▸ Entries provided:

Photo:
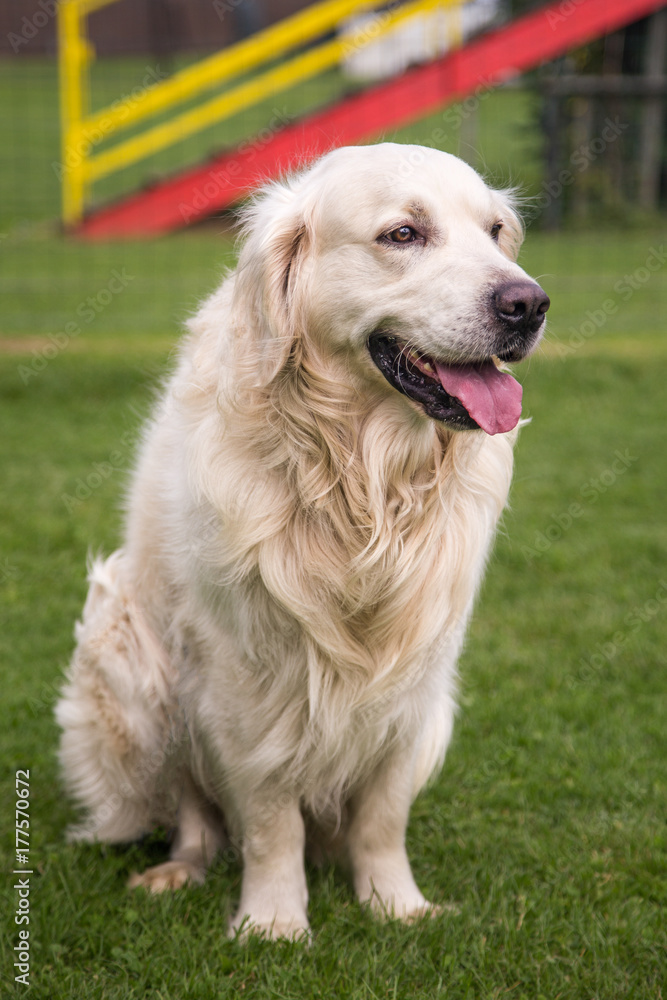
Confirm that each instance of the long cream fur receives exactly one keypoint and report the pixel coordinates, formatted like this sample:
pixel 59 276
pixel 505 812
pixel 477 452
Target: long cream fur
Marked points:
pixel 277 637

▸ Task to complete: Render the material above as a numbered list with one entry per line, skipping any blank lines. Leave out the picture.

▸ Response:
1. Photo:
2. Confirm that each instance of the long cream fur receives exactly one keypoint and report the pixel coordinates, formatted like this sample:
3. pixel 59 276
4. pixel 505 812
5. pixel 477 452
6. Target: long cream fur
7. Marked points:
8. pixel 277 637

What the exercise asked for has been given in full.